◆ Pedido por escrito 1 ◆
Copie do texto sobre Mushi-Shi a parte que abre com as palavras que contêm "Penso que o" e fecha com "protagonista de Mushi-Shi.".
◆ Pedido por escrito 2 ◆
Indique se cada afirmação a seguir concorda com o texto sobre Mushi-Shi, respondendo sim ou não e citando literalmente as palavras do texto que decidem. (a) Ginko é o protagonista de Mushi-Shi. (b) Segundo o texto, as amebas temem aquilo que não lhes é tangível. (c) Os contos folclóricos serviam apenas para entreter.

◆ Trecho selecionado ◆
* * * * *

“São criaturas que
vivem longe. Primitivas e peculiares. São coisas totalmente diferentes de
qualquer animal ou planta que conheçamos. Com o passar do tempo, e com o medo,
o homem acabou por lhes chamar de Mushi”
Penso que o que há de mais fantástico na ficção é a sua
capacidade de dar asas à imaginação, transformando o que é vago e embaçado em
uma forma detalhada e vívida. Há muito tempo, quando o entretenimento de massa
não era tão difundido ou simplesmente não existia e a literatura escassa, os contos
folclóricos se tornaram a melhor forma de se entreter e também prevenir. Quem
espalhava essas histórias eram pessoas bem vividas e que conheciam muitos
lugares e experiências durante suas andanças. Pessoas como Ginko (Yuto Nakano), o protagonista de Mushi-Shi.
As pessoas, principalmente seus poucos amigos que formou em diferentes lugares
pelo qual esteve, adoram ouvir suas histórias exóticas. E essas histórias,
claro, possuem seu fundo de verdade, mas sua essência sobrenatural se origina
na nossa incompreensão a tudo o que foge do nosso controle.
“Se nós já passamos por crises existenciais frente à nossa
insignificância em meio à imensidão do universo, imaginem o que uma ameba não
sentiria?” – O que Carl Sagan não levou em consideração neste
comentário é que amebas não raciocinam e consequentemente não temem aquilo que
não lhes é tangível. Quem nunca se flagrou flertando com o céu negro, silencioso,
profundo e colorido com as esplendorosas luzes piscantes das estrelas mortas? O
sentimento é de pequenez perante um vasto e infinito universo em seu absoluto esplendor
e mistério. Ao estender-lhe um olhar contemplativo, sentimos um misto de
maravilha e medo por se perceber não ser mais que um grão de areia insignificante
num universo tão complexo e grandioso.

* * * * *

◆ Entradas fornecidas ◆
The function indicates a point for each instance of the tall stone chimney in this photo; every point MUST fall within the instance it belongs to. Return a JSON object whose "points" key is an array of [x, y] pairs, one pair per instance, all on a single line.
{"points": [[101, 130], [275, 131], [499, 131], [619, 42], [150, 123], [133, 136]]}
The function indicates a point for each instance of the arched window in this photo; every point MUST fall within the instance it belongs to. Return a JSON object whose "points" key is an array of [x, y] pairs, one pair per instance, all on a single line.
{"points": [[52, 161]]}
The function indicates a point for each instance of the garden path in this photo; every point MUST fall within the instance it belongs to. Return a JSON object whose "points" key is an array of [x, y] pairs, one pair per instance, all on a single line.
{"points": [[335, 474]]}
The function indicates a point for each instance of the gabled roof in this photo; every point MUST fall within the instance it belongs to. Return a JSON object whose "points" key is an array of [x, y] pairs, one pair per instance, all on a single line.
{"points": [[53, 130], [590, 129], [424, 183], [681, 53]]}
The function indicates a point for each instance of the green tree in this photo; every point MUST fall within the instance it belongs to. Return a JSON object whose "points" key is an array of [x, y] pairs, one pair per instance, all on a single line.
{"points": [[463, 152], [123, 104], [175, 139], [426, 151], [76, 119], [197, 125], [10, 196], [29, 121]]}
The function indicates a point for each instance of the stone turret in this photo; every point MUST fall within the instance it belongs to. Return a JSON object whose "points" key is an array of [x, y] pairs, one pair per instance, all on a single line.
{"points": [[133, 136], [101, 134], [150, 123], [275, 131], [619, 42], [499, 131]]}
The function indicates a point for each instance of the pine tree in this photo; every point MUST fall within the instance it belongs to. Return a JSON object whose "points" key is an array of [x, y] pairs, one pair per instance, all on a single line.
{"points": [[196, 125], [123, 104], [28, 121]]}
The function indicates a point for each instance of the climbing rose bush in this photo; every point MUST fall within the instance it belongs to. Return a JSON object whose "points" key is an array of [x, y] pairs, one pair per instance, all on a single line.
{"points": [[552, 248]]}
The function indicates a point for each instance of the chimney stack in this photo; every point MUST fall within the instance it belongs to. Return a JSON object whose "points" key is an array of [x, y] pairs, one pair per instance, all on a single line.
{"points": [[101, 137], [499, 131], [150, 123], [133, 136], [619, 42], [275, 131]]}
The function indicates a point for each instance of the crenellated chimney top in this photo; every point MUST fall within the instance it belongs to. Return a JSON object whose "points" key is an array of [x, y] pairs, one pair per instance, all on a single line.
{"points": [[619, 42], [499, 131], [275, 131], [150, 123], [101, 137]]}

* * * * *

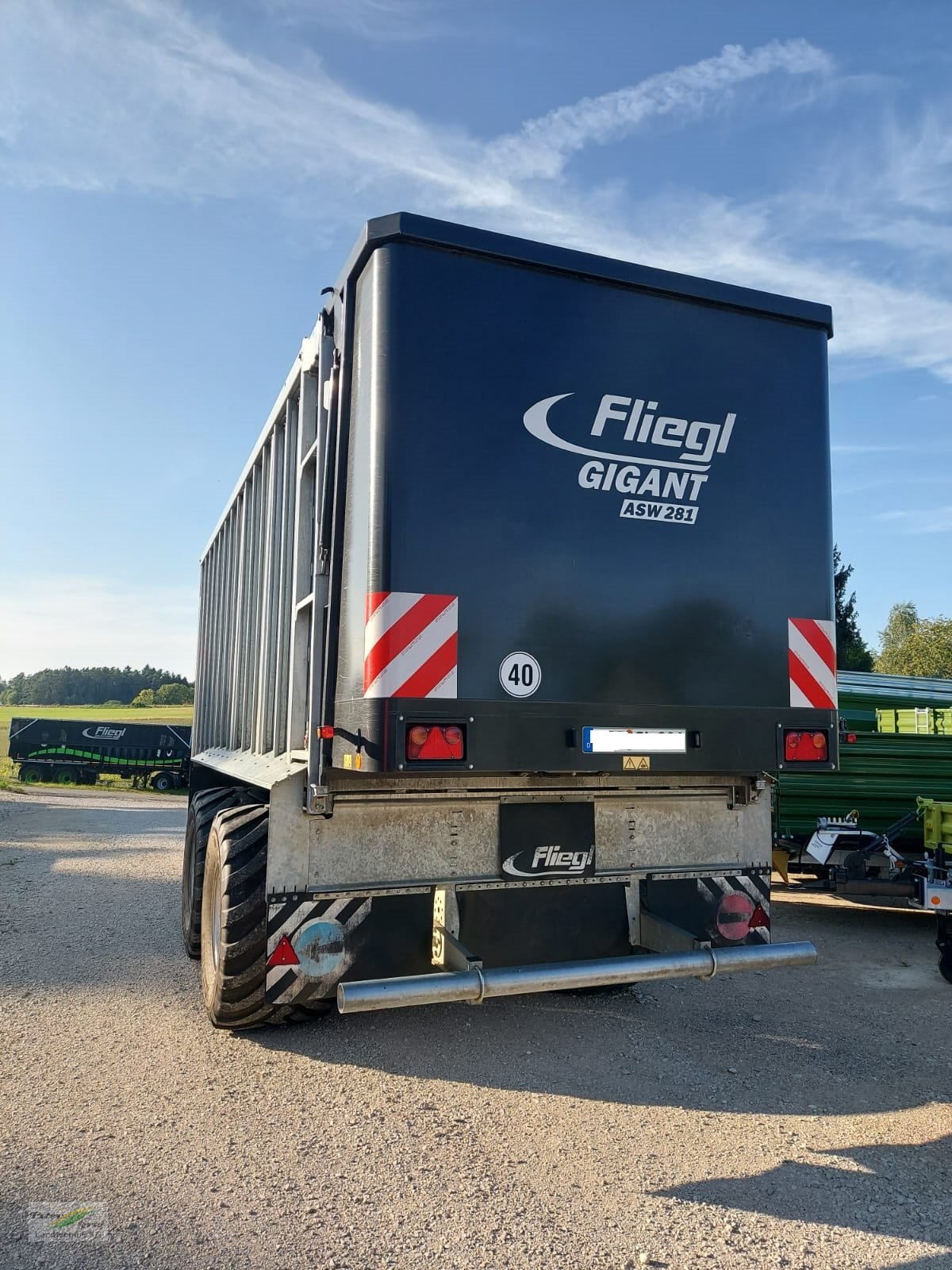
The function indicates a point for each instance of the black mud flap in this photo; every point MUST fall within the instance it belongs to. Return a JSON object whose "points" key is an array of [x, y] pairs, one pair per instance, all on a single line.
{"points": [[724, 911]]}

* * * * *

◆ Resposta do exercício 1 ◆
Penso que o que há de mais fantástico na ficção é a sua
capacidade de dar asas à imaginação, transformando o que é vago e embaçado em
uma forma detalhada e vívida. Há muito tempo, quando o entretenimento de massa
não era tão difundido ou simplesmente não existia e a literatura escassa, os contos
folclóricos se tornaram a melhor forma de se entreter e também prevenir. Quem
espalhava essas histórias eram pessoas bem vividas e que conheciam muitos
lugares e experiências durante suas andanças. Pessoas como Ginko (Yuto Nakano), o protagonista de Mushi-Shi.

◆ Resposta do exercício 2 ◆
(a) Sim: "Pessoas como Ginko (Yuto Nakano), o protagonista de Mushi-Shi."
(b) Não: "amebas não raciocinam e consequentemente não temem aquilo que não lhes é tangível".
(c) Não: "os contos folclóricos se tornaram a melhor forma de se entreter e também prevenir".